→ What you are asked to do:
Retype the entries word for word, leaving nothing out.

[Collected data entries]
▬▬▬▬▬▬

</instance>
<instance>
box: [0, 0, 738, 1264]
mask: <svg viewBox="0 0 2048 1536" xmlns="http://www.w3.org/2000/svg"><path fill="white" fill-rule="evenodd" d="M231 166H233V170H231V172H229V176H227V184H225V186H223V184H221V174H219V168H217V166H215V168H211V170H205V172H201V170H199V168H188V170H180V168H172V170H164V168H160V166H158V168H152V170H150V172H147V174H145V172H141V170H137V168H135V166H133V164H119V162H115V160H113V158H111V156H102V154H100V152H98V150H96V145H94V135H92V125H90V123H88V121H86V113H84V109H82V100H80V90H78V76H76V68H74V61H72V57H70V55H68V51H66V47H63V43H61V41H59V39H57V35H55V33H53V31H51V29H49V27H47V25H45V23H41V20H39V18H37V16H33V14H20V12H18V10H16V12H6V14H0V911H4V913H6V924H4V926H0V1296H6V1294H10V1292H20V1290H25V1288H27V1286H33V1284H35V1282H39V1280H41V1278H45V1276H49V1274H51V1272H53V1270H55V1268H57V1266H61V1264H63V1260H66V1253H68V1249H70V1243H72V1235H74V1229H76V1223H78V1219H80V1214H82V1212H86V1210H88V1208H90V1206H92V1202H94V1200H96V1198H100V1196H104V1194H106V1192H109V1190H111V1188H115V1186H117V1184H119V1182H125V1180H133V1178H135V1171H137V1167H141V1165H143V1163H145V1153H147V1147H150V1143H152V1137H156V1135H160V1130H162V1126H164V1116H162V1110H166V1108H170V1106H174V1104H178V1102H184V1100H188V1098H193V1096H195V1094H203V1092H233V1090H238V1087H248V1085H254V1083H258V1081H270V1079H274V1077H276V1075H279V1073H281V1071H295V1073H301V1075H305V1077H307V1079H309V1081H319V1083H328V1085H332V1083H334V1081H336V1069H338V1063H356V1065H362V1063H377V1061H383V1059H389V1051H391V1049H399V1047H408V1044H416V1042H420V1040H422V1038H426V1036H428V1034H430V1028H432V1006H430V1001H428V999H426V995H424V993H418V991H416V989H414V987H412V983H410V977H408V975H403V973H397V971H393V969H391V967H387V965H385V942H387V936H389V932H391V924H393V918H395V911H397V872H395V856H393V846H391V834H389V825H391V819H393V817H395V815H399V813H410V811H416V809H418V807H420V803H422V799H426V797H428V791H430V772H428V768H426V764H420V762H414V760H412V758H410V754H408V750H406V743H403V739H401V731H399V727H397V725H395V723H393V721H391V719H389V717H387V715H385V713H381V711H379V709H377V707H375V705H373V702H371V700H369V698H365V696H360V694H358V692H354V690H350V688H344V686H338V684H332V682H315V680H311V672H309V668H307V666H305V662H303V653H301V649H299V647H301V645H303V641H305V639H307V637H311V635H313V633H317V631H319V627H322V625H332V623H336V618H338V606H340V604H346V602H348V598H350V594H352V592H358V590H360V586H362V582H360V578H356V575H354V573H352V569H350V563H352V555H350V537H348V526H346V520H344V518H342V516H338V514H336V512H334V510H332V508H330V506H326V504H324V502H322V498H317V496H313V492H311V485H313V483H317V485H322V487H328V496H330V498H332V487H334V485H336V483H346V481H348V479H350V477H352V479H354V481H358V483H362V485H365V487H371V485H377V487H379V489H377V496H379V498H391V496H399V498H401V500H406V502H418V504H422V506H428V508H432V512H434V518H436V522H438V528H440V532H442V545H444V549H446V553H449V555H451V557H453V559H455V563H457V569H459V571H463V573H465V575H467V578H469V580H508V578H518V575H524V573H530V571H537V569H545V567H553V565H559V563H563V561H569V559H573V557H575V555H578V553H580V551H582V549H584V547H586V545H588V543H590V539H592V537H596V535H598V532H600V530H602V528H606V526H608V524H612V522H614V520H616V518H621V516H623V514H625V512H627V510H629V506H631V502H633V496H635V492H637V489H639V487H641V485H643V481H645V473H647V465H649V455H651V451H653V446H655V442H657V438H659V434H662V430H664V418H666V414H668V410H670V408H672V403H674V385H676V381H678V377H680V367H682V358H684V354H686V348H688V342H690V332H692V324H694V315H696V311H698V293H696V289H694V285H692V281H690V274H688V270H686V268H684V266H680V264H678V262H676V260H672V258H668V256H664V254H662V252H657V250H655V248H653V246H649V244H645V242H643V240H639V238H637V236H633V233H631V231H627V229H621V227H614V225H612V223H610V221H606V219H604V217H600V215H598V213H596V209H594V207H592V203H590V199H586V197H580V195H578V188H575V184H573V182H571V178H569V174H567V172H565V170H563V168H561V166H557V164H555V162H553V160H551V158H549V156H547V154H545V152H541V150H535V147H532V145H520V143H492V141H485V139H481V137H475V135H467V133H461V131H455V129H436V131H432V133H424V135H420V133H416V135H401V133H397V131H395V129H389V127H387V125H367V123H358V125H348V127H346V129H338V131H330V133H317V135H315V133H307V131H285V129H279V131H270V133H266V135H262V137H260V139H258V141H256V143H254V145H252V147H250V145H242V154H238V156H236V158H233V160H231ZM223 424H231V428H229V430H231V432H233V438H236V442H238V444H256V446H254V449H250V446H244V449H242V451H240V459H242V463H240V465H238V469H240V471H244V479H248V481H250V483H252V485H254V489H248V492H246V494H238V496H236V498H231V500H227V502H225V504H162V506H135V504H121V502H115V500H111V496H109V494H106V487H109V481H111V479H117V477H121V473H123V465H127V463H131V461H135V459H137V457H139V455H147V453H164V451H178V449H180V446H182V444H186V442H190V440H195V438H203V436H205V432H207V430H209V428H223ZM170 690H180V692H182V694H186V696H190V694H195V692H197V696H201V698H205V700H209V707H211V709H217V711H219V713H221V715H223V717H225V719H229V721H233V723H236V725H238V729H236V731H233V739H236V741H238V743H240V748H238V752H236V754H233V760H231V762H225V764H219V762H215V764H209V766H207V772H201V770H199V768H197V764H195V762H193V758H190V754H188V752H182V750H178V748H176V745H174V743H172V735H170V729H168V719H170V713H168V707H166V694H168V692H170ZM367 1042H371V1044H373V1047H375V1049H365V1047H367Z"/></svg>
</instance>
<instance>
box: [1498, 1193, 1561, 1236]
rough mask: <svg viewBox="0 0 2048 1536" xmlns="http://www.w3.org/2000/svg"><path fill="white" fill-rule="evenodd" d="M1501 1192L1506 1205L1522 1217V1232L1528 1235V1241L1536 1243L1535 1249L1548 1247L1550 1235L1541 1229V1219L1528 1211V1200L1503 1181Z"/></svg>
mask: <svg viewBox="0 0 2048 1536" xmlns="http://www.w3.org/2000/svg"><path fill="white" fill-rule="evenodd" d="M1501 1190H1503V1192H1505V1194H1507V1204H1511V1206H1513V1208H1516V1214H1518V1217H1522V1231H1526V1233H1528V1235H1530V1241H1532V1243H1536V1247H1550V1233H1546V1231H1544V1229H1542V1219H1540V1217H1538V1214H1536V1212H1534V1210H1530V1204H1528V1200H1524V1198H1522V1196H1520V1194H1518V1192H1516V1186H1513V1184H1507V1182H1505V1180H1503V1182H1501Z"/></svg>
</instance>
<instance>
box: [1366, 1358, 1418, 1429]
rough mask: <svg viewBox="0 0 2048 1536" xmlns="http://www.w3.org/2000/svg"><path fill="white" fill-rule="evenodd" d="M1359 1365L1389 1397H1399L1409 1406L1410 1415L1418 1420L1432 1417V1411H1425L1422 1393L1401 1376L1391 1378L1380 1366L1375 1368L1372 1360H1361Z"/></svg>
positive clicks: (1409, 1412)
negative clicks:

▬▬▬▬▬▬

→ Task solution:
</instance>
<instance>
box: [0, 0, 738, 1264]
mask: <svg viewBox="0 0 2048 1536" xmlns="http://www.w3.org/2000/svg"><path fill="white" fill-rule="evenodd" d="M231 166H233V170H231V172H229V176H227V184H225V186H223V184H221V174H219V168H217V166H215V168H211V170H205V172H201V170H199V168H188V170H180V168H172V170H164V168H160V166H158V168H152V170H150V172H147V174H145V172H141V170H137V168H135V166H133V164H119V162H115V160H113V158H111V156H102V154H100V152H98V150H96V145H94V135H92V125H90V123H88V121H86V113H84V109H82V100H80V90H78V76H76V68H74V61H72V57H70V55H68V51H66V47H63V43H61V41H59V39H57V35H55V33H53V31H51V29H49V27H47V25H45V23H41V20H39V18H37V16H33V14H20V12H18V10H16V12H6V14H0V911H4V913H6V924H4V926H0V1296H6V1294H10V1292H20V1290H25V1288H27V1286H33V1284H35V1282H39V1280H41V1278H45V1276H49V1274H51V1272H53V1270H55V1268H57V1266H61V1264H63V1260H66V1253H68V1249H70V1243H72V1235H74V1229H76V1223H78V1219H80V1214H82V1212H86V1210H88V1208H90V1206H92V1202H94V1200H96V1198H100V1196H104V1194H106V1192H109V1190H111V1188H115V1186H117V1184H119V1182H125V1180H133V1178H135V1171H137V1167H141V1165H143V1163H145V1153H147V1147H150V1143H152V1137H156V1135H160V1130H162V1126H164V1116H162V1110H166V1108H170V1106H174V1104H178V1102H184V1100H188V1098H193V1096H195V1094H203V1092H233V1090H238V1087H248V1085H254V1083H258V1081H270V1079H274V1077H276V1075H279V1073H281V1071H295V1073H301V1075H305V1077H307V1079H309V1081H319V1083H328V1085H332V1083H334V1081H336V1069H338V1063H356V1065H362V1063H377V1061H383V1059H389V1051H391V1049H399V1047H408V1044H416V1042H420V1040H422V1038H426V1036H428V1034H430V1028H432V1006H430V1001H428V999H426V995H424V993H418V991H416V989H414V987H412V983H410V977H408V975H403V973H397V971H393V969H391V967H387V965H385V942H387V936H389V932H391V924H393V918H395V911H397V872H395V856H393V846H391V834H389V825H391V819H393V817H395V815H399V813H410V811H416V809H418V807H420V803H422V799H426V797H428V791H430V772H428V768H426V764H420V762H414V760H412V758H410V754H408V750H406V743H403V739H401V731H399V727H397V725H395V723H393V721H391V719H389V717H387V715H385V713H381V711H379V709H377V707H375V705H373V702H371V700H369V698H365V696H360V694H358V692H354V690H350V688H344V686H338V684H332V682H315V680H311V672H309V668H307V666H305V662H303V653H301V649H299V647H301V645H303V641H305V639H307V637H311V635H313V633H317V631H319V627H322V625H332V623H336V618H338V606H340V604H346V602H348V598H350V594H352V592H358V590H360V586H362V582H360V578H356V575H354V573H352V569H350V563H352V555H350V537H348V526H346V520H344V518H342V516H338V514H336V512H334V510H332V508H330V506H326V504H324V502H322V498H317V496H313V492H311V485H313V483H317V485H322V487H328V496H330V498H332V487H334V485H336V483H346V481H348V479H350V477H352V479H354V481H358V483H362V485H365V487H371V485H377V487H379V489H377V496H379V498H391V496H399V498H401V500H406V502H418V504H422V506H428V508H432V512H434V518H436V522H438V528H440V532H442V545H444V549H446V553H449V555H451V557H453V559H455V563H457V569H459V571H463V573H465V575H467V578H469V580H508V578H518V575H524V573H530V571H537V569H545V567H553V565H559V563H563V561H569V559H573V557H575V555H578V553H580V551H582V549H584V547H586V545H588V543H590V539H592V537H596V535H598V532H600V530H602V528H606V526H608V524H612V522H614V520H616V518H621V516H623V514H625V512H627V510H629V506H631V502H633V496H635V492H637V489H639V487H641V485H643V481H645V473H647V465H649V455H651V451H653V446H655V442H657V438H659V434H662V430H664V418H666V414H668V410H670V408H672V403H674V385H676V381H678V377H680V367H682V358H684V354H686V348H688V342H690V332H692V324H694V315H696V311H698V293H696V289H694V285H692V281H690V274H688V270H686V268H684V266H680V264H678V262H676V260H672V258H668V256H664V254H662V252H657V250H655V248H653V246H649V244H645V242H643V240H639V238H637V236H633V233H631V231H627V229H621V227H614V225H612V223H610V221H606V219H604V217H600V215H598V213H596V209H594V207H592V203H590V199H586V197H580V195H578V188H575V184H573V182H571V178H569V174H567V172H565V170H563V168H561V166H557V164H555V162H553V160H551V158H549V156H547V154H545V152H541V150H535V147H532V145H520V143H492V141H485V139H481V137H475V135H467V133H461V131H455V129H436V131H432V133H424V135H420V133H416V135H401V133H397V131H395V129H389V127H387V125H367V123H358V125H348V127H346V129H338V131H330V133H317V135H315V133H307V131H285V129H279V131H270V133H266V135H262V137H260V139H258V141H256V143H254V145H252V147H250V145H242V154H238V156H236V158H233V160H231ZM223 424H231V428H229V430H231V432H233V438H236V442H238V444H256V446H254V449H250V446H244V449H242V451H240V459H242V463H240V465H238V469H240V471H244V479H248V481H250V483H252V485H254V489H248V492H246V494H238V496H236V498H231V500H227V502H225V504H162V506H135V504H121V502H115V500H111V496H109V494H106V487H109V481H111V479H117V477H121V473H123V465H127V463H131V461H135V459H137V457H139V455H147V453H164V451H178V449H180V446H182V444H186V442H190V440H195V438H203V436H205V432H207V430H209V428H223ZM170 690H180V692H182V694H186V696H190V694H195V692H197V696H201V698H205V700H209V707H211V709H217V711H219V713H221V715H223V717H225V719H229V721H233V723H236V725H238V729H236V731H233V739H236V741H238V743H240V748H238V752H236V754H233V760H231V762H225V764H219V762H215V764H209V766H207V772H201V770H199V768H197V764H195V762H193V758H190V754H188V752H182V750H178V748H176V745H174V743H172V735H170V729H168V719H170V713H168V707H166V694H168V692H170ZM367 1042H371V1044H373V1047H375V1049H365V1047H367Z"/></svg>
</instance>
<instance>
box: [1498, 1193, 1561, 1236]
rough mask: <svg viewBox="0 0 2048 1536" xmlns="http://www.w3.org/2000/svg"><path fill="white" fill-rule="evenodd" d="M1501 1192L1506 1205L1522 1217V1232L1528 1235V1241L1536 1243L1535 1249L1548 1247L1550 1235L1541 1229V1219L1528 1211V1200L1503 1181Z"/></svg>
mask: <svg viewBox="0 0 2048 1536" xmlns="http://www.w3.org/2000/svg"><path fill="white" fill-rule="evenodd" d="M1501 1190H1503V1192H1505V1194H1507V1204H1511V1206H1513V1208H1516V1214H1518V1217H1522V1231H1526V1233H1528V1235H1530V1241H1532V1243H1536V1247H1550V1233H1546V1231H1544V1229H1542V1219H1540V1217H1538V1214H1536V1212H1534V1210H1530V1204H1528V1200H1524V1198H1522V1196H1520V1194H1518V1192H1516V1186H1513V1184H1507V1182H1505V1180H1503V1182H1501Z"/></svg>
</instance>
<instance>
box: [1366, 1358, 1418, 1429]
rough mask: <svg viewBox="0 0 2048 1536" xmlns="http://www.w3.org/2000/svg"><path fill="white" fill-rule="evenodd" d="M1359 1365L1389 1397H1399L1409 1406L1410 1415L1418 1420L1432 1417V1411H1425L1422 1393L1401 1376L1391 1378L1380 1366L1375 1368L1372 1360H1361Z"/></svg>
positive clicks: (1409, 1412)
negative clicks:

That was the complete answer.